### DATA PROVIDED
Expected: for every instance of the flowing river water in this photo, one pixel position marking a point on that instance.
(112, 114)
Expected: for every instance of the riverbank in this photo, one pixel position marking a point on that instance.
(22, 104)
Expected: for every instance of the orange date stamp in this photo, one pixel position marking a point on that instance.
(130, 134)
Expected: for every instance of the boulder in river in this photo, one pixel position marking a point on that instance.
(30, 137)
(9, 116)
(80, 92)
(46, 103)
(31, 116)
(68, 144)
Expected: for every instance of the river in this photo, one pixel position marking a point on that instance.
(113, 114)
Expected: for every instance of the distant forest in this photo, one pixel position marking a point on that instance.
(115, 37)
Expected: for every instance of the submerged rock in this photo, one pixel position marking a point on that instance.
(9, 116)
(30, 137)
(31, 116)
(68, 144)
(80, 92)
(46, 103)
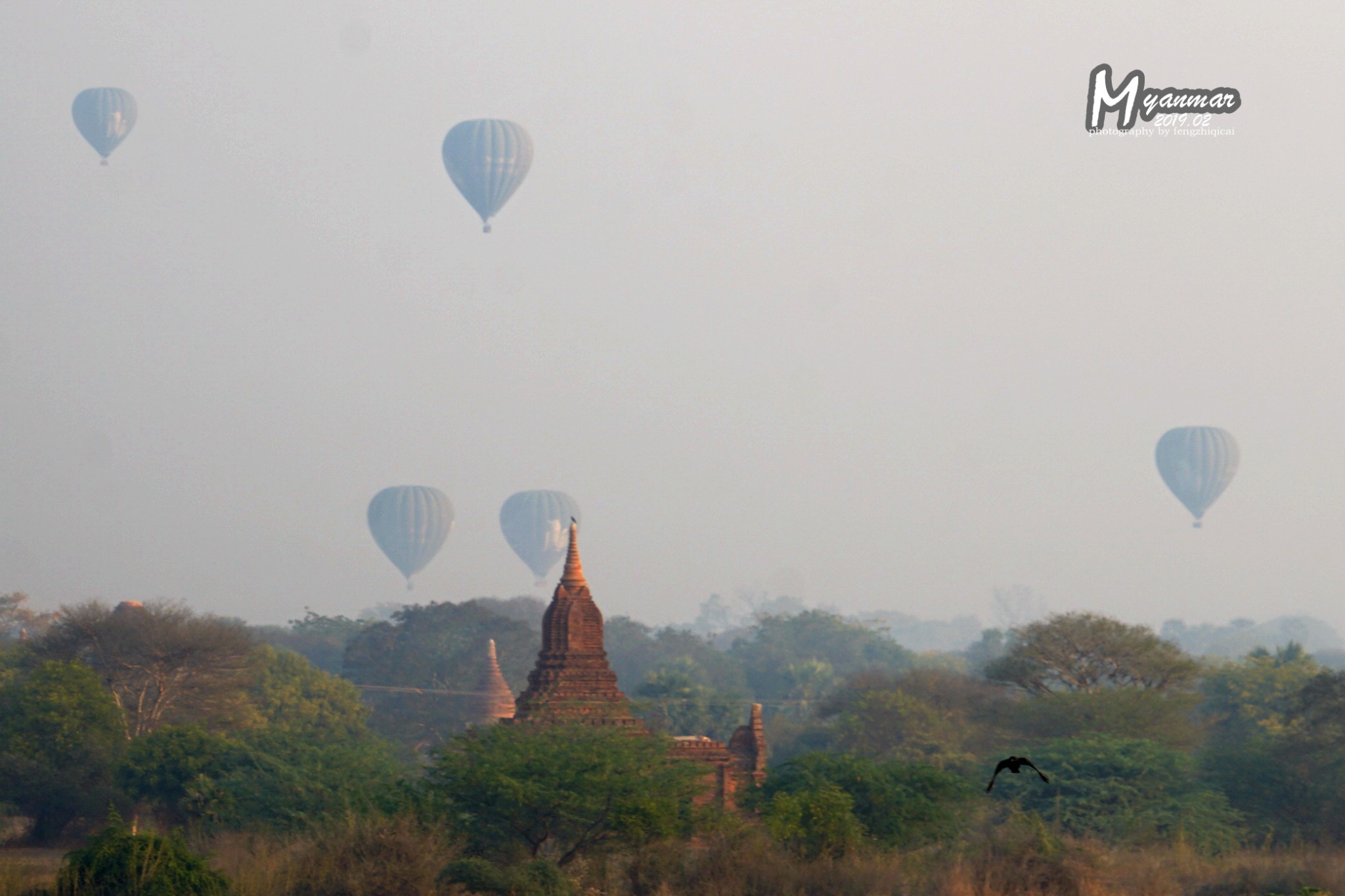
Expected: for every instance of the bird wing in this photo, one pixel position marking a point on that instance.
(1003, 763)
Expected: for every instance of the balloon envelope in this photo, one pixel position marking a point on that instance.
(487, 160)
(104, 116)
(1197, 463)
(409, 523)
(537, 526)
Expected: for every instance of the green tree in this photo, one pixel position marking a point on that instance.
(814, 822)
(780, 643)
(1289, 775)
(1125, 790)
(320, 639)
(1162, 716)
(292, 695)
(1090, 653)
(635, 649)
(60, 736)
(674, 699)
(163, 767)
(163, 662)
(898, 803)
(119, 863)
(560, 792)
(286, 779)
(920, 716)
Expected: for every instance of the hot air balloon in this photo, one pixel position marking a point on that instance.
(487, 160)
(410, 523)
(537, 526)
(1197, 463)
(104, 116)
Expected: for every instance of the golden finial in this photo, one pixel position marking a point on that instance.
(573, 574)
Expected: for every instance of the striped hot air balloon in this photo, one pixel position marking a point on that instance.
(1197, 463)
(104, 116)
(410, 523)
(537, 526)
(487, 160)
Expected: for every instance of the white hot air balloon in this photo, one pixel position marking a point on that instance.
(410, 523)
(104, 116)
(1197, 463)
(537, 526)
(487, 160)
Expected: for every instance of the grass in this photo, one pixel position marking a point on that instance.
(399, 857)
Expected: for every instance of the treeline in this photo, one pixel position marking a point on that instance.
(185, 720)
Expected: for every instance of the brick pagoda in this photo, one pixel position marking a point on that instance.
(493, 700)
(572, 681)
(573, 684)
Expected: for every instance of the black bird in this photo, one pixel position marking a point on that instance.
(1015, 763)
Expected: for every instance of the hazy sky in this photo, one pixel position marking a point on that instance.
(827, 299)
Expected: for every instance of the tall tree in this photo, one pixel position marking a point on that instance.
(437, 647)
(1090, 653)
(163, 662)
(780, 643)
(560, 792)
(20, 621)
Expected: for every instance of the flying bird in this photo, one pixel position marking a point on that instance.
(1015, 763)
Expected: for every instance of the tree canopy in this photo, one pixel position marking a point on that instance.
(558, 792)
(1090, 653)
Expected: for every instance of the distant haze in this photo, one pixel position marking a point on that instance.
(835, 300)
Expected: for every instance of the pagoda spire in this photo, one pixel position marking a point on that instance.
(572, 680)
(493, 700)
(573, 575)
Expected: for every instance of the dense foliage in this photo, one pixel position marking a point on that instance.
(120, 863)
(558, 792)
(194, 721)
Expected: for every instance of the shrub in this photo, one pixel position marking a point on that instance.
(119, 863)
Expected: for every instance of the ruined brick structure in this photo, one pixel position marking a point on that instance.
(572, 680)
(573, 683)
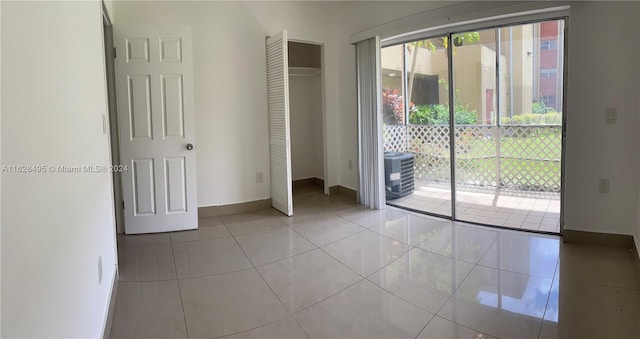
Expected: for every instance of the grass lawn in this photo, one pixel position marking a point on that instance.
(528, 161)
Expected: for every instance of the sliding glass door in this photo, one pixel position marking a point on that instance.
(415, 82)
(491, 101)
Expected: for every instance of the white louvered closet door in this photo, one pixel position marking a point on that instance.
(279, 123)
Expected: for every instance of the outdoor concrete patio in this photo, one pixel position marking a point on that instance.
(538, 211)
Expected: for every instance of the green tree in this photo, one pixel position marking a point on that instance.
(432, 44)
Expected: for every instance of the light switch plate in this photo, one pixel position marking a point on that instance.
(610, 115)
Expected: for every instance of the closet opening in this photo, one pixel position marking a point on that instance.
(306, 113)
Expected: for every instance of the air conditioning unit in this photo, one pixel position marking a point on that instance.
(398, 174)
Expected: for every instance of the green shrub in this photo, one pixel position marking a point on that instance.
(551, 118)
(438, 114)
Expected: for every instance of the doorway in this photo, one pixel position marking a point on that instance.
(297, 119)
(486, 136)
(306, 110)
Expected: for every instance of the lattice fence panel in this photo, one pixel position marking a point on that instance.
(522, 158)
(430, 146)
(476, 162)
(395, 138)
(531, 158)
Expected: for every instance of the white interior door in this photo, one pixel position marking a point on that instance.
(154, 83)
(279, 123)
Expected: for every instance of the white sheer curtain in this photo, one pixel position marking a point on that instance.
(370, 152)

### WHAT THE EXERCISE ASKS
Transcribe the listing above verbatim. No picture belongs in the result.

### ANSWER AREA
Expected: for every instance of the flowing river water in this photo, one pixel position marking a point on that instance.
(112, 114)
Expected: for every instance of the riverbank in this photo, one pixel position marking a point on that instance.
(22, 104)
Expected: for every instance of the orange date stamp in this photo, one pixel position marking a point on that instance.
(130, 134)
Expected: for every instance of the boulder in river in this photo, one pixel position marking a point on that instance.
(30, 137)
(9, 116)
(80, 92)
(46, 103)
(31, 116)
(68, 144)
Expected: for every instance of the river in this photo, one pixel position marking a point on that instance.
(113, 114)
Expected: for every instance of the distant forest in this photo, one pixel position marking a point on that instance.
(115, 37)
Expected: for every instance of the submerged rock in this photo, one pixel position marking a point on that instance.
(9, 116)
(30, 137)
(31, 116)
(68, 144)
(80, 92)
(46, 103)
Expected: for every instance of the bird wing in this photo, one pixel position marking a point on that instance.
(1003, 763)
Expected: for every instance of the balloon envelope in this photo, one pixel position marking a point on that instance.
(487, 160)
(104, 116)
(1197, 463)
(409, 523)
(537, 526)
Expected: for every instance of the green tree in this photo, one pixel position marking a point on that instance.
(814, 822)
(780, 643)
(1289, 775)
(1125, 790)
(320, 639)
(1162, 716)
(292, 695)
(1090, 653)
(635, 649)
(60, 736)
(674, 699)
(163, 767)
(163, 662)
(898, 803)
(119, 863)
(560, 792)
(286, 779)
(920, 716)
Expected: for every instance of the hot air balloon in this photo, one pixel position marking a point on that instance.
(487, 160)
(410, 523)
(537, 526)
(1197, 463)
(104, 116)
Expected: for every instance of the golden finial in this photo, one pixel position marking a point on that instance.
(573, 574)
Expected: for every instance of the striped hot air balloon in this photo, one pixel position marking a point on that instance.
(1197, 463)
(104, 116)
(410, 523)
(537, 526)
(487, 160)
Expected: for every instance of the white hot air balloon in this photo, one pixel position marking a point on that instance.
(410, 523)
(104, 116)
(1197, 463)
(537, 526)
(487, 160)
Expected: for every instance of the grass in this photo, one pixel position marking a point on that instance.
(399, 857)
Expected: for every instance of the treeline in this photo, one pixel position marking a point on that instance.
(185, 720)
Expected: for every instance of the brick pagoda in this photo, one pixel position marking a point on that instance.
(493, 700)
(572, 681)
(573, 684)
Expected: for every instance of the black bird in this photo, one pixel position marking a point on that instance.
(1015, 763)
Expected: for every instance of the hazy sky in this photo, one pixel position marking a point on that instance.
(827, 299)
Expected: for every instance of the tall tree in this photo, one pixel position marking a point on that instance.
(437, 647)
(1090, 653)
(163, 662)
(780, 643)
(560, 792)
(20, 621)
Expected: for every instance of the flying bird in this photo, one pixel position marking a point on that instance.
(1015, 763)
Expected: for every instance of the tree canopy in this photo, one pixel position marking a point on that instance.
(558, 792)
(1090, 653)
Expected: for every instance of the distant haze in this photo, one pixel position marking a point on that instance.
(835, 300)
Expected: for every instance of the pagoda spire in this photo, one pixel position marking a point on that instance.
(572, 680)
(493, 700)
(573, 575)
Expected: for every instance of the dense foliage in this photo, one pixel position marking a point on that instance.
(120, 863)
(558, 792)
(194, 721)
Expected: for every instance of the shrub in this photo, one pixel position marking a point on that instance.
(119, 863)
Expected: for every instance of the ruined brick structure in this photo, one pixel position marking a point on that instance.
(572, 680)
(573, 683)
Expected: for every instance of the grass lawn in this photo, one pixel position marking a point on that instance.
(528, 161)
Expected: for every instance of the sliding glass door in this photo, one pixel position marking a point on that instance.
(415, 82)
(491, 101)
Expected: for every instance of the white louvered closet door in this photo, one pixel position marking a point on that instance.
(279, 123)
Expected: for every instance of the outdoor concrete patio in this photo, one pixel position marking a point on that instance.
(538, 211)
Expected: for every instance of the green tree in this photo, one pixel position marking a point on that instance.
(432, 44)
Expected: for every instance of the light switch plate in this photo, one pixel position marking a point on that instance.
(610, 115)
Expected: for every instance of the closet opening in this photo, one pixel position marking a point on that instance.
(306, 113)
Expected: for every instance of the air conditioning unit in this photo, one pixel position marking a point on that instance.
(398, 174)
Expected: for every instance of the green shrub in this photo, one pixel position marking a point on that instance.
(551, 118)
(438, 114)
Expected: for every instance of the doorway in this photo, one pixel position marking a point on that instance.
(297, 119)
(486, 136)
(306, 110)
Expected: for every instance of the lattice fence panel in this photo, one pixel position marking a point on that instance.
(522, 158)
(430, 146)
(476, 162)
(395, 138)
(531, 158)
Expected: for every instance of the white interior door in this photo, one pixel position marking a point on that instance.
(154, 83)
(279, 123)
Expected: for every instance of the white sheer curtain in this photo, one pixel position marking a point on that instance.
(370, 152)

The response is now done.